Selected extract
►

Soundtrack album by Various artists
- Released: August 27, 2002
- Recorded: 2002
- Genres: Hip hop; R&B;
- Length: 59:10
- Label: Sony Music Soundtrax
- Producers: Anita Camarata (exec.); Tim Story (exec.); Robert Teitel (exec.); George Tillman Jr. (exec.); Co-Stars; Al Bell; Bink!; Bryan-Michael Cox; Darren Lighty; DJ Clue; Duro; Eddie F; Eric "Cire" Crawford; Joseph "Jo Jo" Hearne; Sean Hall; The Characters; The Underdogs; Troy Taylor;

= Barbershop (soundtrack) =

BarberShop (Music From the Motion Picture) is the soundtrack to Tim Story's 2002 comedy film Barbershop. It was released on August 27, 2002 through Epic Records and consists of hip hop and R&B music. The album peaked at #29 on the Billboard 200, at #9 on the Top R&B/Hip-Hop Albums and at #1 on the Top Soundtracks. Its lead single. "Stingy" by Ginuwine, made it to #33 on the Billboard Hot 100 and #7 on the Hot R&B/Hip-Hop Singles & Tracks.

◄

Data records
►

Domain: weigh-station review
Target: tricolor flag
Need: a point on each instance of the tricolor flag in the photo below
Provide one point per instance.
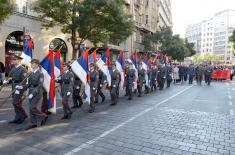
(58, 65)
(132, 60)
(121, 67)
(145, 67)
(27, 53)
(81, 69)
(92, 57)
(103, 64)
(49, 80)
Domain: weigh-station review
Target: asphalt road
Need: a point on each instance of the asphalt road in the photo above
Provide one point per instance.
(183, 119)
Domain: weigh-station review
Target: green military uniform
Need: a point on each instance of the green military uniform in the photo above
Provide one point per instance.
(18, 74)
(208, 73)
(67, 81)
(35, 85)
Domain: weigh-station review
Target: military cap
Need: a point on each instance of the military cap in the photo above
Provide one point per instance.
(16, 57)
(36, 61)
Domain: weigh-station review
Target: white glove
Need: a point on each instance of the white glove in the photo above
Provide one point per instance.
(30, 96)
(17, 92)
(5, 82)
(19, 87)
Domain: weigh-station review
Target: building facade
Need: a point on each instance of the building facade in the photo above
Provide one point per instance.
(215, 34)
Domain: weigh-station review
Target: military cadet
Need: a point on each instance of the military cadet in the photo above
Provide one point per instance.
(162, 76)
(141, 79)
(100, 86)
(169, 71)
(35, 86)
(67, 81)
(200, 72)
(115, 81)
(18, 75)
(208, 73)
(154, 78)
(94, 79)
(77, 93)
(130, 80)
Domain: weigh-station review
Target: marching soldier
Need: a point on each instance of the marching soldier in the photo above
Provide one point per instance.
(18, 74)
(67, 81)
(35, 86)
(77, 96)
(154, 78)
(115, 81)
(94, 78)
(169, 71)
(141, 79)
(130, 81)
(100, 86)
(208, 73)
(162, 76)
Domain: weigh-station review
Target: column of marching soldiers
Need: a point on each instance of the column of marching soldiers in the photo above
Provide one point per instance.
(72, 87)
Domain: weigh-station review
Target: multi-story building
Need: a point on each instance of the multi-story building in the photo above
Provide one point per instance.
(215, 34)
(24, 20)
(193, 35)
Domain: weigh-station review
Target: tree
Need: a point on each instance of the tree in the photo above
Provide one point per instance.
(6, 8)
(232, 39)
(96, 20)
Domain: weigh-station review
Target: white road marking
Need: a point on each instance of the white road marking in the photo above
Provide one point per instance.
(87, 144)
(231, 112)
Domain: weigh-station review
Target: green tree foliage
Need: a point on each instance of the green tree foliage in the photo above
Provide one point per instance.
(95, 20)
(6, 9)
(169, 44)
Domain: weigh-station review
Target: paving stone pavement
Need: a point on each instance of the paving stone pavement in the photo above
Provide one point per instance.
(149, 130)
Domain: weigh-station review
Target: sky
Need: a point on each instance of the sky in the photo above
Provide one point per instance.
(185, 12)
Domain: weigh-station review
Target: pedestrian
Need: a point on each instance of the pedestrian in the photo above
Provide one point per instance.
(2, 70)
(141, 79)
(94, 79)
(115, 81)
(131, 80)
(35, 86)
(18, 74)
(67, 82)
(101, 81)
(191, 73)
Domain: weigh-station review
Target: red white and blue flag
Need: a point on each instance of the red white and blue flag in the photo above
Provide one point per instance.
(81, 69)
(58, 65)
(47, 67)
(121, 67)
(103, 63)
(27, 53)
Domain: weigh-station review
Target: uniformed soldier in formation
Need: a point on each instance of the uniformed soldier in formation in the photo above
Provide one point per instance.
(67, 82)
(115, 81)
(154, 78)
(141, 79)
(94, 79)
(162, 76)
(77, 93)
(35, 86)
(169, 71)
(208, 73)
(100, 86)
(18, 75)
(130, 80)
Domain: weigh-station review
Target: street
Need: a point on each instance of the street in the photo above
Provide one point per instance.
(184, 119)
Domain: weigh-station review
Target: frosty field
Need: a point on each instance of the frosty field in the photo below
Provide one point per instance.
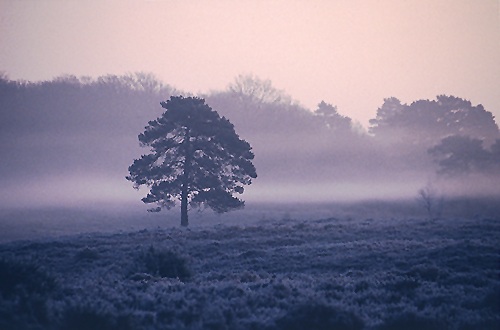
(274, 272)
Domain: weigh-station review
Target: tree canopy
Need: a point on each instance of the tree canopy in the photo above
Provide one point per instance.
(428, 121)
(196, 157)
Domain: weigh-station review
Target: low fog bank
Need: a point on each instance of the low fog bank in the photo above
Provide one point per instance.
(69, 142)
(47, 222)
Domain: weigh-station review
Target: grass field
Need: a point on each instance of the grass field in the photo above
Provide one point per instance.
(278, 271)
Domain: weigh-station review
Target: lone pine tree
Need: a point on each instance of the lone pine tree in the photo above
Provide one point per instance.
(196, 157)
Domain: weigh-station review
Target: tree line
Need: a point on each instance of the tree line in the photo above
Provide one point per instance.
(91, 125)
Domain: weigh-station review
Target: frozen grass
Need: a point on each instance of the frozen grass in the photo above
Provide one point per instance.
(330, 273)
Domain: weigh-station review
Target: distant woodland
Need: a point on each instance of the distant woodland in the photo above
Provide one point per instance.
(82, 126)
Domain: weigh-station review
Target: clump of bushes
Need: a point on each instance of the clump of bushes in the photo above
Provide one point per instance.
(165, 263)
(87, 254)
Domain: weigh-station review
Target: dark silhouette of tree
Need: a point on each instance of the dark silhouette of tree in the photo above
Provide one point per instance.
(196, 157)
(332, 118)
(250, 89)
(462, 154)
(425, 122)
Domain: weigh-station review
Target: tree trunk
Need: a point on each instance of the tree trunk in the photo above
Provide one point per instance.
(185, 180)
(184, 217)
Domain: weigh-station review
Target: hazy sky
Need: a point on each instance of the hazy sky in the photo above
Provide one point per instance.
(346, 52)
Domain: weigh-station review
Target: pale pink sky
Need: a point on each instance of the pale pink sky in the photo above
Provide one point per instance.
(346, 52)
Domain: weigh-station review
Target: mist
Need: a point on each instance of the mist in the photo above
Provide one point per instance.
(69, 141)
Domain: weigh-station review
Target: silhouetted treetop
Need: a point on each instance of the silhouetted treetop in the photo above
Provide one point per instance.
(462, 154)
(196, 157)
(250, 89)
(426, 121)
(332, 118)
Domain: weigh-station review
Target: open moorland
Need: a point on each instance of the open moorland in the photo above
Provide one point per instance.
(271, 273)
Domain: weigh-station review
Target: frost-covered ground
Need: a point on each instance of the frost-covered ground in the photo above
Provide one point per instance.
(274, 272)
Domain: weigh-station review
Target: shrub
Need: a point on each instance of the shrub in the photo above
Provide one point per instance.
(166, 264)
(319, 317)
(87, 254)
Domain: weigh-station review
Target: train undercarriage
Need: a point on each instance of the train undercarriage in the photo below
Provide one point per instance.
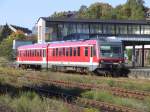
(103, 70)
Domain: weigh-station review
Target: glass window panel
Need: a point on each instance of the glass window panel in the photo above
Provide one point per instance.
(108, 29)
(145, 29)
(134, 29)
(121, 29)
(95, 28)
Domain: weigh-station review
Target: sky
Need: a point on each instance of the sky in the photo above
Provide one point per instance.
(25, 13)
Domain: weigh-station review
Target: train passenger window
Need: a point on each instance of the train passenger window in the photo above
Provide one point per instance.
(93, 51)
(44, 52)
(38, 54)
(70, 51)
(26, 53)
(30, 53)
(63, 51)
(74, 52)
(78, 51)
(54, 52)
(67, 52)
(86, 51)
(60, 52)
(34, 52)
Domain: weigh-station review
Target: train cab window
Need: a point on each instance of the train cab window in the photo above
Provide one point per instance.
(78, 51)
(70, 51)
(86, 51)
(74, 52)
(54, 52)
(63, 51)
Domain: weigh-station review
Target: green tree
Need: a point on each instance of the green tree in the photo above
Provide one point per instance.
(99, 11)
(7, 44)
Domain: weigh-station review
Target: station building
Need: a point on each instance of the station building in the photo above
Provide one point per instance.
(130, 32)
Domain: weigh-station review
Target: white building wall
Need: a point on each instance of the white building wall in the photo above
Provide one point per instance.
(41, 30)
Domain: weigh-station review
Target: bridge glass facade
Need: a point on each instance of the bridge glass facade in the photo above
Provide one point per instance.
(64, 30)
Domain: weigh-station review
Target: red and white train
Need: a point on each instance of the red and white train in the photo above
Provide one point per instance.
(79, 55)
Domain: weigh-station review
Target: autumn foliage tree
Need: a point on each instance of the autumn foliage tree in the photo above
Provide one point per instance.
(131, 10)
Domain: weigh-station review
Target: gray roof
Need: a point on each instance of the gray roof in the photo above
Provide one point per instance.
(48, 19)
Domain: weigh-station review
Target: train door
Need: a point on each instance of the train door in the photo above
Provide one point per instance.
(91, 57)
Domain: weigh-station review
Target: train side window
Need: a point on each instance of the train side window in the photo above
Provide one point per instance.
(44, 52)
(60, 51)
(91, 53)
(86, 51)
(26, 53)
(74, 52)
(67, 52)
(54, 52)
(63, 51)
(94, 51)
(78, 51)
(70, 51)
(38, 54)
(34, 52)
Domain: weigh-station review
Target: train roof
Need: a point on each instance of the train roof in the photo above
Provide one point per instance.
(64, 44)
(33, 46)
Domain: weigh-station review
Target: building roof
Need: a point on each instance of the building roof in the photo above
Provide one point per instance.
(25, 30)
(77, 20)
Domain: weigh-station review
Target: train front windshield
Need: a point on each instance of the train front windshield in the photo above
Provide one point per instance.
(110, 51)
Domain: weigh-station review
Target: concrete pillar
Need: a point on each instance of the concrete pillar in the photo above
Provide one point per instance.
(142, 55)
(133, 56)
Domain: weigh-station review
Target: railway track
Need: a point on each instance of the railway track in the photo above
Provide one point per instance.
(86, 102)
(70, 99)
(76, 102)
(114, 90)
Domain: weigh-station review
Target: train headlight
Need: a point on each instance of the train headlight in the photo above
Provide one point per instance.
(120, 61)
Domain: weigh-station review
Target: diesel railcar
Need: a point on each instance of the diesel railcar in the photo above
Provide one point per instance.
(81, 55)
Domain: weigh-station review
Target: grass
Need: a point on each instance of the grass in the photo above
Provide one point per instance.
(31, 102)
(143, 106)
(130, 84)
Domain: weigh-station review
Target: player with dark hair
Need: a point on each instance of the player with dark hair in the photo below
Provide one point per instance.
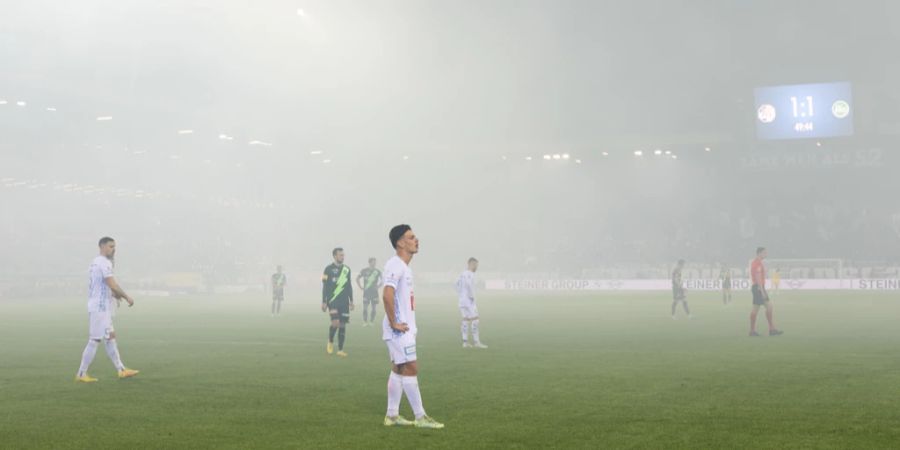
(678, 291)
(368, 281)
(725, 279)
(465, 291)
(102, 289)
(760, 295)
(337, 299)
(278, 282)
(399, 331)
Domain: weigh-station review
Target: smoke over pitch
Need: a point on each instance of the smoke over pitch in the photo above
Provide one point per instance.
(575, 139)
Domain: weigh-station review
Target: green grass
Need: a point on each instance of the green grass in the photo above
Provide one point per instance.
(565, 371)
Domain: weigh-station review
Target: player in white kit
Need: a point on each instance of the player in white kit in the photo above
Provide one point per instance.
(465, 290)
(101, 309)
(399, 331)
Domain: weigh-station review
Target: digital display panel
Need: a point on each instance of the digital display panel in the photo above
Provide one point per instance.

◄

What is asked
a - According to the Barbershop soundtrack article, what position did the album reach on the Billboard 200?
b - Retype the stretch of the Barbershop soundtrack article from "BarberShop (Music From" through "Singles & Tracks.".

Responses for each task
a - #29

b -
BarberShop (Music From the Motion Picture) is the soundtrack to Tim Story's 2002 comedy film Barbershop. It was released on August 27, 2002 through Epic Records and consists of hip hop and R&B music. The album peaked at #29 on the Billboard 200, at #9 on the Top R&B/Hip-Hop Albums and at #1 on the Top Soundtracks. Its lead single. "Stingy" by Ginuwine, made it to #33 on the Billboard Hot 100 and #7 on the Hot R&B/Hip-Hop Singles & Tracks.